**Exercise prompt:**
Copy every one of the records below word for word, keeping each line unchanged.

___

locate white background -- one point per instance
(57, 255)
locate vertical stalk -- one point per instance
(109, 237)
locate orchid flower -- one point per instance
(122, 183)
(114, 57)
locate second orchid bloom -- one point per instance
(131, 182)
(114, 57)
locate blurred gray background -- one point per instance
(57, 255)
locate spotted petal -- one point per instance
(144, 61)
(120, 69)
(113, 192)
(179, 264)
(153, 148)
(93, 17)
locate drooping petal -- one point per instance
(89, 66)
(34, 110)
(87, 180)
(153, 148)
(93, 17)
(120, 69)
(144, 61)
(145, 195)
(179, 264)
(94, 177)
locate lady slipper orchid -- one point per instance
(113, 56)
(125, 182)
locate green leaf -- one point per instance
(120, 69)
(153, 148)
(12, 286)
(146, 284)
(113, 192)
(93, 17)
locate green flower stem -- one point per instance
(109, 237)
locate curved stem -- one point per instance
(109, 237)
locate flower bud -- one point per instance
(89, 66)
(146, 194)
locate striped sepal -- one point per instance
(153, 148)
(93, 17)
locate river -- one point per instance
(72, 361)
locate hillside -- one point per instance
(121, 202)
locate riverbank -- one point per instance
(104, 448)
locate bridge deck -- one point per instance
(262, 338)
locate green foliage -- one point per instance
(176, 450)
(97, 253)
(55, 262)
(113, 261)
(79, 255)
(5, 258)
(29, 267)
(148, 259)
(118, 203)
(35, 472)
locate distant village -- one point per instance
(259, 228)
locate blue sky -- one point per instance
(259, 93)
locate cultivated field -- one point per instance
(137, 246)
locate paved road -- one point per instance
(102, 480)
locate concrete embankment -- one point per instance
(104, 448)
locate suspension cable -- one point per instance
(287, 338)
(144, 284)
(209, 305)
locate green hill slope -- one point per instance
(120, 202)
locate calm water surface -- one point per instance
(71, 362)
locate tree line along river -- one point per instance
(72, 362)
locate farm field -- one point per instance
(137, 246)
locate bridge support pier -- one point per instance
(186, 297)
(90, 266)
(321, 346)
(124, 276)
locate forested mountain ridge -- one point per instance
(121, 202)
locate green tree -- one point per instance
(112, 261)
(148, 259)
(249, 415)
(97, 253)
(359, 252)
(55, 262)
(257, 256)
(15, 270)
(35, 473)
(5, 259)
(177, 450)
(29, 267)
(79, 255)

___

**Worked answer:**
locate white background -- one point per instance
(57, 255)
locate vertical stalk -- one point per instance
(109, 237)
locate orchid flower -- one point per instance
(122, 183)
(114, 57)
locate second orchid bloom -- one point per instance
(131, 182)
(114, 57)
locate blurred gray background -- one point per instance
(57, 255)
locate spotted petal -- one point per instance
(144, 61)
(120, 69)
(113, 192)
(179, 264)
(153, 148)
(93, 17)
locate drooping petal -- one point per instance
(89, 66)
(34, 110)
(87, 180)
(153, 148)
(93, 17)
(120, 69)
(144, 61)
(145, 195)
(179, 264)
(94, 177)
locate lady slipper orchid -- one point per instance
(113, 56)
(125, 182)
locate green leaf -- one point per instance
(120, 69)
(153, 148)
(12, 286)
(146, 284)
(113, 192)
(93, 17)
locate green flower stem -- one point per instance
(109, 237)
locate curved stem -- one point per instance
(109, 237)
locate flower bud -- one point per instance
(89, 66)
(146, 194)
locate striped sepal -- one point per instance
(153, 148)
(93, 17)
locate river -- one point per instance
(72, 361)
locate hillside -- one point per instance
(121, 202)
locate riverbank -- one point per instance
(104, 448)
locate bridge deck -- one point per instance
(262, 338)
locate green foliage -- one point per instance
(176, 450)
(97, 253)
(55, 262)
(113, 261)
(79, 255)
(5, 258)
(29, 267)
(148, 259)
(118, 203)
(35, 472)
locate distant village -- one point per instance
(259, 228)
locate blue sky -- one point per instance
(259, 93)
locate cultivated field -- one point per instance
(137, 246)
locate paved road -- one point per instance
(102, 480)
locate concrete embankment -- one point per instance
(104, 448)
locate suspension cable -- one point per instance
(287, 338)
(144, 284)
(209, 305)
locate green hill slope -- one point per instance
(120, 202)
locate calm water surface -- one point per instance
(71, 362)
locate tree line along river -- one point per instance
(72, 362)
locate farm field -- one point per instance
(137, 246)
locate bridge support pier -- one point per instance
(186, 297)
(90, 266)
(321, 346)
(124, 276)
locate forested mountain ridge -- one point per instance
(121, 202)
locate green tree -- one point per instance
(112, 261)
(148, 259)
(249, 415)
(97, 253)
(359, 252)
(55, 262)
(257, 256)
(15, 270)
(35, 473)
(5, 259)
(177, 450)
(29, 267)
(79, 255)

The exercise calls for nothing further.